• **Directions**
Could you extract the lines in the rows below from the line with "Note to the class: find the grove" to the line with "pixel 180 108", both ends included, and reproduce them word for word?

• **Rows from a pointing dataset**
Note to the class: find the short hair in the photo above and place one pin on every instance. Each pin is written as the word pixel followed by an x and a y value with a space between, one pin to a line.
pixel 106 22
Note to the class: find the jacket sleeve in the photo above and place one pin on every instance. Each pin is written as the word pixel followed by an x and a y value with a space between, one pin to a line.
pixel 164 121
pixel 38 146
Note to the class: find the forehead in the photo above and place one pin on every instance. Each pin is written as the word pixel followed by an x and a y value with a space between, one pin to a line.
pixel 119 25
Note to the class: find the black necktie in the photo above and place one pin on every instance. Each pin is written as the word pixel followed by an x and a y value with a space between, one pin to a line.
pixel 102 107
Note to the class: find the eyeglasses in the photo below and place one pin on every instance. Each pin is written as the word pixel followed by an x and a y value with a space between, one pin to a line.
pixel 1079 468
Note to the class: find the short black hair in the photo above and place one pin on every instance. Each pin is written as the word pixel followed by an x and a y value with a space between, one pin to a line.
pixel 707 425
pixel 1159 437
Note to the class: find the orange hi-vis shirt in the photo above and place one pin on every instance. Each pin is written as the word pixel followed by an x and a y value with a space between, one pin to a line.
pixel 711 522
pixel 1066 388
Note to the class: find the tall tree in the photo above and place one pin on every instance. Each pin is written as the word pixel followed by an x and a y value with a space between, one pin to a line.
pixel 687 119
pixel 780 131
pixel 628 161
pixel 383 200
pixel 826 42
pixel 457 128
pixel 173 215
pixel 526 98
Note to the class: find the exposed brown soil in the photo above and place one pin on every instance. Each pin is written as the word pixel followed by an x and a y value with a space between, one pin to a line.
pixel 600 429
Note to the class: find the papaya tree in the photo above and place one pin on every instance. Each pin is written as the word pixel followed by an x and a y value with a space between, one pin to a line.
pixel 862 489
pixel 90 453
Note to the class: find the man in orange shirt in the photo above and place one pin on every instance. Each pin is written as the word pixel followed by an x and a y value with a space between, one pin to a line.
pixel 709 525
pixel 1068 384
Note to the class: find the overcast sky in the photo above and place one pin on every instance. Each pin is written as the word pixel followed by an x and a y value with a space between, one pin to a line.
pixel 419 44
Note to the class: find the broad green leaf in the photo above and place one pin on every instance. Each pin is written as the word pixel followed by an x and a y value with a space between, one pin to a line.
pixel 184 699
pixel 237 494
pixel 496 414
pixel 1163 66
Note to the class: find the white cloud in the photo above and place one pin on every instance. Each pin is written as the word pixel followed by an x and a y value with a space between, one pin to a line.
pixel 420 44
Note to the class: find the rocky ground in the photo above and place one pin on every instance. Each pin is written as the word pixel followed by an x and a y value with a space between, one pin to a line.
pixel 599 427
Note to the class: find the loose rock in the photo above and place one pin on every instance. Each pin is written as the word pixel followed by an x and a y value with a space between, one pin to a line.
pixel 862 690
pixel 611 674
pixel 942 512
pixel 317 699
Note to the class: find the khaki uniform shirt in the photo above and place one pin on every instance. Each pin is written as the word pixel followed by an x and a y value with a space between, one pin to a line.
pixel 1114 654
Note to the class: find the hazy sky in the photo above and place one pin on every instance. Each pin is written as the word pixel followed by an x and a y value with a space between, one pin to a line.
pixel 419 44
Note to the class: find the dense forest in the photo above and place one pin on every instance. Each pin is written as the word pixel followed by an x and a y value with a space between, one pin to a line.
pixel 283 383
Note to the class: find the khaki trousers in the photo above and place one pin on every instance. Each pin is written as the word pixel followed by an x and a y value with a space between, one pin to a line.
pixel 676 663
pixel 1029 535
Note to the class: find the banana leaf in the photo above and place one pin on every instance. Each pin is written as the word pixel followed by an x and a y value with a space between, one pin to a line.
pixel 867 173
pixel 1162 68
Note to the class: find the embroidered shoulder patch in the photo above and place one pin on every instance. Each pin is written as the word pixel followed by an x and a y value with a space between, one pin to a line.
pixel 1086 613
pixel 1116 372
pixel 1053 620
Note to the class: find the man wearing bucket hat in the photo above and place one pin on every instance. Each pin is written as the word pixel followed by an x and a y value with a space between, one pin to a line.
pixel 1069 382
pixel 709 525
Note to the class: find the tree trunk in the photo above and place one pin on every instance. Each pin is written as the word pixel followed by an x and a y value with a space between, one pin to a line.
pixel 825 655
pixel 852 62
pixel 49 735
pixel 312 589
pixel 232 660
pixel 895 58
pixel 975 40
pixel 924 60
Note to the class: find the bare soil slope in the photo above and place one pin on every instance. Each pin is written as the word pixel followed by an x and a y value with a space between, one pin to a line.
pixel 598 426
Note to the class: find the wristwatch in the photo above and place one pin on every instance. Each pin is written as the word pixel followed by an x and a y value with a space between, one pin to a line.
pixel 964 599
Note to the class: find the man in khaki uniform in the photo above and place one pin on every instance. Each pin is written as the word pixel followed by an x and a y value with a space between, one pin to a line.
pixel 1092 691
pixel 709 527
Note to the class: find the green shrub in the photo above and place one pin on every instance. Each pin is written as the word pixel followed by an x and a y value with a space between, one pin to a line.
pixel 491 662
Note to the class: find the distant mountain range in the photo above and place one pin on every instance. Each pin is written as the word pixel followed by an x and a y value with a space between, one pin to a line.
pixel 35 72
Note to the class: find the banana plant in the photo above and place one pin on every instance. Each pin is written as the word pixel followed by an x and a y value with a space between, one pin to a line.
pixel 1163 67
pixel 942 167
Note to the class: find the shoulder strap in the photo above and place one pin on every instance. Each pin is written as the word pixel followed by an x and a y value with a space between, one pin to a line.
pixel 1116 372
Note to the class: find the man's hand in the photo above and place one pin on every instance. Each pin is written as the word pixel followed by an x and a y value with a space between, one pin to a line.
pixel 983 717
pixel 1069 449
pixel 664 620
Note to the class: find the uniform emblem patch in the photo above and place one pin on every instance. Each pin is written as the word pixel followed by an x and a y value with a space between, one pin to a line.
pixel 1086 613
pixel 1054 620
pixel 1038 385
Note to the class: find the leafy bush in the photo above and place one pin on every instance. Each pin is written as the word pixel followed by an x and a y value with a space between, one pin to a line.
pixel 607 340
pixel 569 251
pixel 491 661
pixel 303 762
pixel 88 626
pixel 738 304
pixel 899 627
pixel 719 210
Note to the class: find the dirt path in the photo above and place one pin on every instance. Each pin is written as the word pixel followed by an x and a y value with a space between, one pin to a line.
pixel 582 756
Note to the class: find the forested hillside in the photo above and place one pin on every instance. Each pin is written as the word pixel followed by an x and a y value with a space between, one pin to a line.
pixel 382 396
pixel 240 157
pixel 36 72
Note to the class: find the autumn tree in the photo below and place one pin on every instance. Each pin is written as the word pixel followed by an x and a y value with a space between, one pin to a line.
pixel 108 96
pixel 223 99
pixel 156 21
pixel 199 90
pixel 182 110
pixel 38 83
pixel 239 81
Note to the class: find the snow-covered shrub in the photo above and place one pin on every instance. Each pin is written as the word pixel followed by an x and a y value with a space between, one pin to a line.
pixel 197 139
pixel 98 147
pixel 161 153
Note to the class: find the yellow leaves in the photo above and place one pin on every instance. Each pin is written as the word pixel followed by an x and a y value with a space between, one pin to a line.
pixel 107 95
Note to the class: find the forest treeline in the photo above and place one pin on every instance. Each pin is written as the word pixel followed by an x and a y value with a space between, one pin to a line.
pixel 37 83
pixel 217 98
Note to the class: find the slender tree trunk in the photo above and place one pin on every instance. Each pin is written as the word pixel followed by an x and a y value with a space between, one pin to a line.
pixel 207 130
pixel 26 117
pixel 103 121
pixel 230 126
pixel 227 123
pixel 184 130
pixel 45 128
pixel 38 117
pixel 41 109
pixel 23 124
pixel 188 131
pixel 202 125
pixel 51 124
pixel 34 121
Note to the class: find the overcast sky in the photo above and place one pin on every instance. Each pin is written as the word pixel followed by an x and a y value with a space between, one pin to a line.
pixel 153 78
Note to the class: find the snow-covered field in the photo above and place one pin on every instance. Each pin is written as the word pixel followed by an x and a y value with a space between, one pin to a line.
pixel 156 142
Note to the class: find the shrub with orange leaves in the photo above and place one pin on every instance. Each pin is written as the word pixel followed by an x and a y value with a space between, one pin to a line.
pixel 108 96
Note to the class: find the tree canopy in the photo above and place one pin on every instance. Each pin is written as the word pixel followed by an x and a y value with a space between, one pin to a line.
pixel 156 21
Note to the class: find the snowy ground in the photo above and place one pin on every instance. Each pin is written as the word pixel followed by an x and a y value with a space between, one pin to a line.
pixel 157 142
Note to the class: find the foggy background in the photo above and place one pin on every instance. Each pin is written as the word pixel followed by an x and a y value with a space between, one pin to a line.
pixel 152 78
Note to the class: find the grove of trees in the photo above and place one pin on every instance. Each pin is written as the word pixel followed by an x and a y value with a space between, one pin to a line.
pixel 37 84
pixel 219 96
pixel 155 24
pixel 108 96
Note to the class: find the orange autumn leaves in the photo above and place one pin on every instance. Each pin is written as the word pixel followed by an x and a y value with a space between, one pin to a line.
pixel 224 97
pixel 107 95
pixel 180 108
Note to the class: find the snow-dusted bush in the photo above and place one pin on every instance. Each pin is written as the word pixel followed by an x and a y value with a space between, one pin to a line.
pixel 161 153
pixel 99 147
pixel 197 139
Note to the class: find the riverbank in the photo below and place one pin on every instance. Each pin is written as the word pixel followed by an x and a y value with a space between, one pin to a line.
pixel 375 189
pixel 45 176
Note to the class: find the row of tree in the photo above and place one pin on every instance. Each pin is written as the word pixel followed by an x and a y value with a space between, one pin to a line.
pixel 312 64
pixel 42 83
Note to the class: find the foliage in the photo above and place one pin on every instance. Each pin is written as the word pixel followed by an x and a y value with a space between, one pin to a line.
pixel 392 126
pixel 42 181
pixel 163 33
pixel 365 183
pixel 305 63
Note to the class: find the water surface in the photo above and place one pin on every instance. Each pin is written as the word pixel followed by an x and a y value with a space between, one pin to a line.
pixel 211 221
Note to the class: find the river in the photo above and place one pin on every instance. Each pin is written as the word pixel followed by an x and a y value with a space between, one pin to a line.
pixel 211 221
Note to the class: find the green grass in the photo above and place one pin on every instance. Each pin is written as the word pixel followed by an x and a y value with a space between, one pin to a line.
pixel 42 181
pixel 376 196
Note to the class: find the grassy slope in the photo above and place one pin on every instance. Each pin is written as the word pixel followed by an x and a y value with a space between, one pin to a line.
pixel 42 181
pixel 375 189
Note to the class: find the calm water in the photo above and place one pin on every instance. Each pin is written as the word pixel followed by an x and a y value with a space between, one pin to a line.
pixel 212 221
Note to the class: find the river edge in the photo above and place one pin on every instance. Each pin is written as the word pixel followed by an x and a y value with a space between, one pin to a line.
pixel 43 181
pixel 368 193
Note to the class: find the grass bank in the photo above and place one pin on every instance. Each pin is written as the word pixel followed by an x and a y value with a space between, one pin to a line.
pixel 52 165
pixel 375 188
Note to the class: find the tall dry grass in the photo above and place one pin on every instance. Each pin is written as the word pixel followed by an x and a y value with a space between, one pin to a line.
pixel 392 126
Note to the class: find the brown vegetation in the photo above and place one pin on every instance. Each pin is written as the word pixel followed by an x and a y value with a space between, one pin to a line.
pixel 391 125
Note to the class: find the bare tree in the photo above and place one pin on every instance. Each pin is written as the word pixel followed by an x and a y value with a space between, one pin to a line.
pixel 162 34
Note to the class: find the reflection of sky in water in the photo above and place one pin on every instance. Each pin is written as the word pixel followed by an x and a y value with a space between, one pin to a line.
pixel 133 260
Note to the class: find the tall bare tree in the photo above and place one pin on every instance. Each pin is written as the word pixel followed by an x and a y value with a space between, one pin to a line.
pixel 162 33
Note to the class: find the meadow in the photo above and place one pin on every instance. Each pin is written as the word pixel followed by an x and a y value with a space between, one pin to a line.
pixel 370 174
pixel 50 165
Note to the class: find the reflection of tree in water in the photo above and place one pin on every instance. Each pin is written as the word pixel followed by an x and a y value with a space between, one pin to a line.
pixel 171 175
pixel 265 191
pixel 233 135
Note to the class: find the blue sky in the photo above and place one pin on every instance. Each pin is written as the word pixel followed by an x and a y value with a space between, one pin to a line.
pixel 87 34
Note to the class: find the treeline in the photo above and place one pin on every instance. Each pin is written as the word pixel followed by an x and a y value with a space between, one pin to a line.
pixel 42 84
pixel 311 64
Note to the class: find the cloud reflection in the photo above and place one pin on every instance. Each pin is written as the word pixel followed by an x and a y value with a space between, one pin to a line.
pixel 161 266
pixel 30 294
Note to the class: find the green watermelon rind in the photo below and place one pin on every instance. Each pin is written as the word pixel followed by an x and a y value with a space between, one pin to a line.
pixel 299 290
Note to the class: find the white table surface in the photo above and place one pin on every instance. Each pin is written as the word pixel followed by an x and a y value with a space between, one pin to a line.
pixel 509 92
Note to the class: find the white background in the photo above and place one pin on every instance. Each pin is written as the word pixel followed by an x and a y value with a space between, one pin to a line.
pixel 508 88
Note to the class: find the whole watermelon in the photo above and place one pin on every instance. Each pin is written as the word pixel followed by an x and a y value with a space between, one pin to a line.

• **Task result**
Note to the class: find the grove of trees in the photo above and place one pin on every instance. Each pin is written as the word pixel followed by an x and a y value with a space between, one pin to a line.
pixel 37 84
pixel 219 96
pixel 155 24
pixel 108 96
Note to the class: find the orange autumn leaves in the photo above and place one pin on every instance. Each pin is written as the word pixel followed by an x and a y value with a space between, one pin to a line.
pixel 224 97
pixel 107 95
pixel 180 108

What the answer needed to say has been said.